- The data:
<<<<

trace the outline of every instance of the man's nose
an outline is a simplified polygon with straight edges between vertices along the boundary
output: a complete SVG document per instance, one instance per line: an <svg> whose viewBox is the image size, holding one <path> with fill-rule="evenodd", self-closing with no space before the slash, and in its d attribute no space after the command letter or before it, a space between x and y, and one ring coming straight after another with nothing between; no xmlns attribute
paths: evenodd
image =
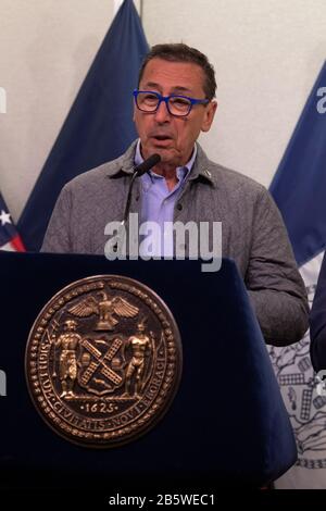
<svg viewBox="0 0 326 511"><path fill-rule="evenodd" d="M171 120L171 113L167 110L167 104L165 103L165 101L161 101L155 112L155 121L158 123L166 123L170 120Z"/></svg>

>>>>

- Problem statement: Put every line of the items above into a numbered list, skipping blank lines and leaving out the pictures.

- Output of the exercise:
1. trace the outline of every instance of the man's nose
2. an outline is a simplified polygon with straight edges between vertices along the boundary
3. output: a complete SVG document per instance, one instance per line: an <svg> whose viewBox is the image size, holding one <path> with fill-rule="evenodd", self-closing with no space before the slash, and in its d attribute no space after the command letter or before it, a space between x and y, and one ring coming straight after another with nothing between; no xmlns attribute
4. paths: evenodd
5. image =
6. <svg viewBox="0 0 326 511"><path fill-rule="evenodd" d="M171 120L171 113L167 110L167 104L165 103L165 101L161 101L155 112L155 121L158 123L166 123L170 120Z"/></svg>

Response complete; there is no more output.